Activisme et justice sociale
L’activisme LGBTQIA+ bouleverse les fondements mêmes de nos sociétés. Derrière chaque banderole, chaque manifestation, chaque prise de parole, il y a une volonté farouche de rendre visible l’invisible, d’élargir les droits pour tous et de créer une société où les différences ne sont plus sources d’exclusion mais de richesse.
L’activisme LGBTQIA+: un moteur de transformation sociale.
Historiquement, les communautés LGBTQIA+ ont toujours été à l’avant-garde des luttes sociales. De Stonewall à aujourd’hui, les actions collectives, les revendications portées par les minorités sexuelles et de genre ont servi de catalyseur à des prises de conscience plus larges. L’activisme LGBTQIA+ ne se limite pas à des revendications individuelles : il est une réponse collective à des formes d’oppression systémiques.
Pour Marian Lens, sociologue et militante de la cause féministe et lesbienne en Belgique, la lutte est née d’un constat d’effacement des vécus : « Mon engagement est né du fait que l’histoire des femmes, et particulièrement celle des lesbiennes, était invisible. En révélant ces histoires, j’ai compris que les luttes queer sont indissociables de celles pour la justice sociale. » Dans les années 1990, elle crée la première librairie féministe et lesbienne à Bruxelles et développe un travail pionnier sur la mémoire queer de la ville. Pour elle, l’activisme est indissociable de la visibilité et de la construction d’alternatives : « Nous avons dû créer nos propres espaces, nos propres récits, car la société dominante nous niait. »
Erynn Robert, coordinateur·rice général·e à la Fédération wallonne LGBTQIA+ Prisme, insiste également sur la portée politique de ces combats : « Les personnes LGBTQIA+ ne se battent pas seulement pour elles-mêmes. En défendant l’égalité et l’inclusion, elles créent des outils de transformation collective, qui profitent à tous. »
En effet, les conquêtes de ces dernières décennies (mariage pour tous, reconnaissance légale des personnes trans, lutte contre les discriminations) ne sont pas des avancées uniquement communautaires. Elles modifient en profondeur la société, en élargissant la notion de famille, en repensant le genre, et en plaçant l’autodétermination au cœur de la démocratie.

Données fournies:
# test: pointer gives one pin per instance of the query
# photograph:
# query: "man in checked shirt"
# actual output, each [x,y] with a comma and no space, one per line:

...

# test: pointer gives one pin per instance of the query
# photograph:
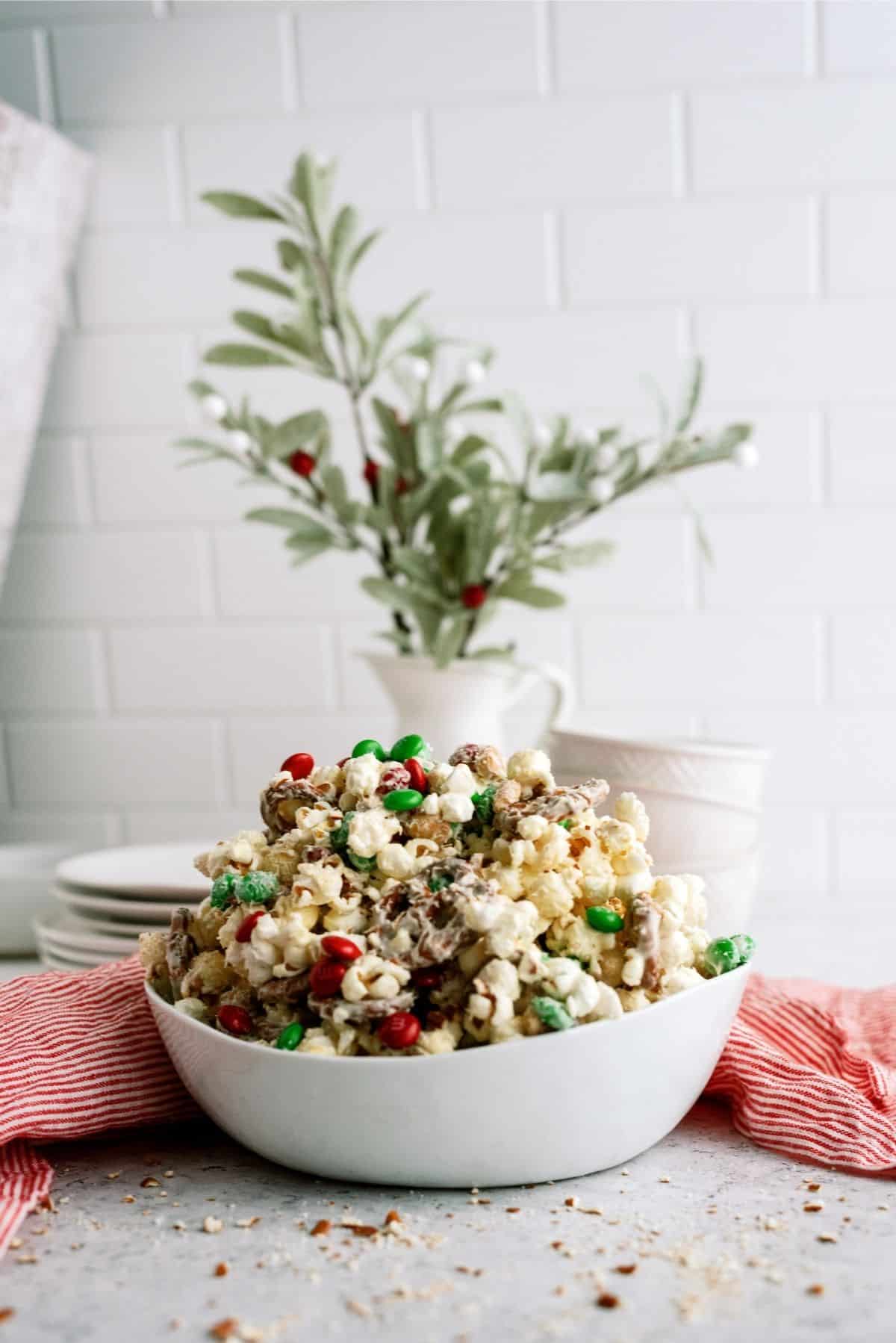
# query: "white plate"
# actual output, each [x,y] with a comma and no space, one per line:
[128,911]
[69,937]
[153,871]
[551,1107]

Exercices:
1 - Modifie un passage du texte sur l'activisme LGBTQIA+ : recopie-le de « Historiquement, les communautés » jusqu'à « formes d’oppression systémiques. » inclus, en mettant « déclencheur » à la place de « catalyseur ».
2 - Quelles conquêtes des dernières décennies le texte sur l'activisme LGBTQIA+ cite-t-il entre parenthèses ? Donne-les toutes.
Les lignes n'ont aucun lien avec le texte sur l'activisme LGBTQIA+.

Réponses:
1 -
Historiquement, les communautés LGBTQIA+ ont toujours été à l’avant-garde des luttes sociales. De Stonewall à aujourd’hui, les actions collectives, les revendications portées par les minorités sexuelles et de genre ont servi de déclencheur à des prises de conscience plus larges. L’activisme LGBTQIA+ ne se limite pas à des revendications individuelles : il est une réponse collective à des formes d’oppression systémiques.

2 -
- mariage pour tous
- reconnaissance légale des personnes trans
- lutte contre les discriminations